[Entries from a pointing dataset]
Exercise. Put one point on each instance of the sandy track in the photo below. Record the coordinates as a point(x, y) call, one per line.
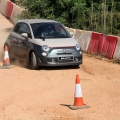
point(45, 94)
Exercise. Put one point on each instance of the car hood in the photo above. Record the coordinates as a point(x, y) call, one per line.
point(58, 42)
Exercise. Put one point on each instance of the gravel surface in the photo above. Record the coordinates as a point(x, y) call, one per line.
point(46, 94)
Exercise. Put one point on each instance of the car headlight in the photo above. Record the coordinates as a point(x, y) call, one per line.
point(77, 47)
point(45, 48)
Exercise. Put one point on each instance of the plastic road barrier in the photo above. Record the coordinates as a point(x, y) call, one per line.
point(109, 46)
point(96, 43)
point(117, 50)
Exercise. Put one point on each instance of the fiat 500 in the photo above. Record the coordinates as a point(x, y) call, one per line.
point(41, 42)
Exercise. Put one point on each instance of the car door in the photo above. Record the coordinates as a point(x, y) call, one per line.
point(23, 43)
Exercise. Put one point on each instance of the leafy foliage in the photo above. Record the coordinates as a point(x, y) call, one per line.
point(94, 15)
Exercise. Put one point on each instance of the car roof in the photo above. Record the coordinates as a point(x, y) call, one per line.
point(29, 21)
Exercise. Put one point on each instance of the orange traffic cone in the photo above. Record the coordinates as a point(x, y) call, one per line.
point(6, 61)
point(78, 100)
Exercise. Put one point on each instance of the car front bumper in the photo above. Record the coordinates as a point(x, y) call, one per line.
point(60, 61)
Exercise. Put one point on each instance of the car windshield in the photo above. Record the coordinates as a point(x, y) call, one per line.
point(49, 30)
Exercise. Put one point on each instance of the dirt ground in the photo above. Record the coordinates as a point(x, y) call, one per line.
point(46, 94)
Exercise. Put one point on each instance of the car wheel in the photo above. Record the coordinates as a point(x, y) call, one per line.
point(33, 61)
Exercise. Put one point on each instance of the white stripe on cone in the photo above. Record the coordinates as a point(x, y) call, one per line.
point(78, 90)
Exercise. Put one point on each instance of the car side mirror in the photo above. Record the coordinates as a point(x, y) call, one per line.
point(43, 37)
point(25, 35)
point(71, 33)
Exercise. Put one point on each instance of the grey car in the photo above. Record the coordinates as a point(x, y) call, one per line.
point(41, 42)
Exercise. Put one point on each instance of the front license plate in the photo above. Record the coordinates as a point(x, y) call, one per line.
point(66, 58)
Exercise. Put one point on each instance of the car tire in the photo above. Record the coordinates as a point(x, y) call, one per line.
point(33, 61)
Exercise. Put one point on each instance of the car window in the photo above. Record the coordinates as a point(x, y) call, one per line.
point(16, 28)
point(49, 30)
point(22, 28)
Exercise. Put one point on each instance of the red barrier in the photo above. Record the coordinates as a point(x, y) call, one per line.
point(96, 43)
point(9, 9)
point(109, 46)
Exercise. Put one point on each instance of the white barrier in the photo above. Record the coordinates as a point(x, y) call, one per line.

### The problem
Reproduce all of the material above line for line, without any changes, and leave out the pictures.

### Output for this exercise
Exercise. Put one point on each instance of the sandy track in the photo below. Record the coordinates as a point(x, y) call, one per line.
point(45, 94)
Exercise. Put one point on each instance of the car hood in the photo above. Record the coordinates as a point(x, y) call, one per line.
point(58, 42)
Exercise. Put one point on each instance of the gravel surface in the photo above. Record the coordinates as a point(x, y) call, one per line.
point(46, 94)
Exercise. Put one point on each instance of the car headlight in the photo above. Record the coordinates as a point(x, y) call, one per line.
point(77, 47)
point(45, 48)
Exercise. Put one point on each instance of the plastic road barrier in the photo above. Record the coordinates as a point(x, y) call, one per line.
point(109, 46)
point(96, 43)
point(117, 50)
Exercise. Put one point on each instance of the fiat 500 in the photo above. Record the coordinates as a point(x, y) call, one per line.
point(41, 42)
Exercise. Put one point on each instance of the car door in the photo above. Record the coordinates as a point(x, y) call, one per line.
point(23, 43)
Exercise. Put one point on each instance of the leafy foliage in the photo above. Record the coordinates as a point(x, y) call, one per line.
point(94, 15)
Exercise. Put one point on each instance of the car roof in the photo above. Record the coordinates as a point(x, y) call, one per line.
point(29, 21)
Exercise. Put one point on each instance of the orange traffic cone in the photo above. Record the coordinates as a point(x, y) call, one per line.
point(6, 61)
point(78, 100)
Exercise. Put one point on each instance of the car front bumper in the photo above. Record the coordinates as a point(x, y) call, one per line.
point(60, 61)
Exercise. Put one point on each instance of the car windshield in the photo above. Record the coordinates as a point(x, y) call, one per line.
point(49, 30)
Exercise. Put one point on each instance of the dirt ground in the photo above. Record the coordinates as a point(x, y) call, one per line.
point(46, 94)
Exercise. Put one point on each instance of the car wheel in the photo above. Record the coordinates as a point(x, y) call, one per line.
point(33, 61)
Exercise. Put one point on each instance of the white stripe on cone in the photo above. Record the coordinates as a point(x, y) call, one per line.
point(78, 90)
Exercise. Put one point on each instance of the car side mirror in the photo above. Record the coordinates as a point(x, y) call, one per line.
point(43, 37)
point(25, 35)
point(71, 33)
Exercise. Put one point on each instance of the grey car in the photo above. Record the coordinates as a point(x, y) call, one per line.
point(41, 42)
Exercise. Put one point on each instance of the front license plate in the photo above. Record the coordinates as a point(x, y) call, one per line.
point(66, 58)
Exercise. Put one point on each instance of the car tire in the photo above. Record the coordinates as a point(x, y) call, one per line.
point(33, 61)
Exercise. Put one point on each instance of the car window in the photo above. Record the coordinates as a point(x, y) call, one per line.
point(16, 28)
point(49, 30)
point(22, 28)
Exercise. Put one point on each instance of the red barrier in the photo above. Record the coordinates as a point(x, y) call, one per line.
point(96, 43)
point(9, 9)
point(109, 46)
Exercise. Put one point on each instance of the white barrier in the photo above. Record the coordinates as a point(x, y) call, one per line.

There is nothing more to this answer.